* START Records to use *
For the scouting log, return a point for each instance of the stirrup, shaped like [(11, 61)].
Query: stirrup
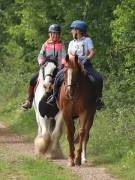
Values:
[(100, 104), (51, 100), (26, 105)]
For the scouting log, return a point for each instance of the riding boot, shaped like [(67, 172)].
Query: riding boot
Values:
[(57, 83), (28, 103)]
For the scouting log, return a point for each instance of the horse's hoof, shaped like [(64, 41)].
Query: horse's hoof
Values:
[(77, 162)]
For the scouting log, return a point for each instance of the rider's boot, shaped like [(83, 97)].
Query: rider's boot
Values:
[(28, 103)]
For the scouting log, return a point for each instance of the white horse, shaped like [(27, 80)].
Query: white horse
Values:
[(49, 129)]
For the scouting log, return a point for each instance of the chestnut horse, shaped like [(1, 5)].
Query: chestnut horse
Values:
[(77, 99)]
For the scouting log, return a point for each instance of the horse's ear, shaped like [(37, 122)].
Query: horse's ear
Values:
[(67, 58)]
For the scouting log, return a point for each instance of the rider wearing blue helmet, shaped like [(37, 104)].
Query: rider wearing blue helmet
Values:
[(82, 46)]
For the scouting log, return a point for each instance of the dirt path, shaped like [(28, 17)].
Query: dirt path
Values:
[(22, 147)]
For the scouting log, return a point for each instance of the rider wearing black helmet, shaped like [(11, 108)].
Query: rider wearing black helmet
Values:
[(82, 46)]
* END Records to use *
_Exercise aim:_ Begin at the line that has "like [(28, 17)]." and stop after the last line of the entries. Format only those lines as a Markdown table with the columns No. and Text, one numbered row per line, leaving out blank lines.

_Complete output:_
| No. | Text |
|---|---|
| 1 | For the scouting log, return a point for each instance of the dirt path, shaped like [(28, 17)]. |
| 2 | Query: dirt path |
| 3 | Values: |
| 4 | [(22, 147)] |
| 5 | For the scouting log, return a point for each instance of the rider wearing black helmet, shaped like [(11, 108)]. |
| 6 | Query: rider wearing black helmet |
| 7 | Values: |
| 8 | [(82, 46)] |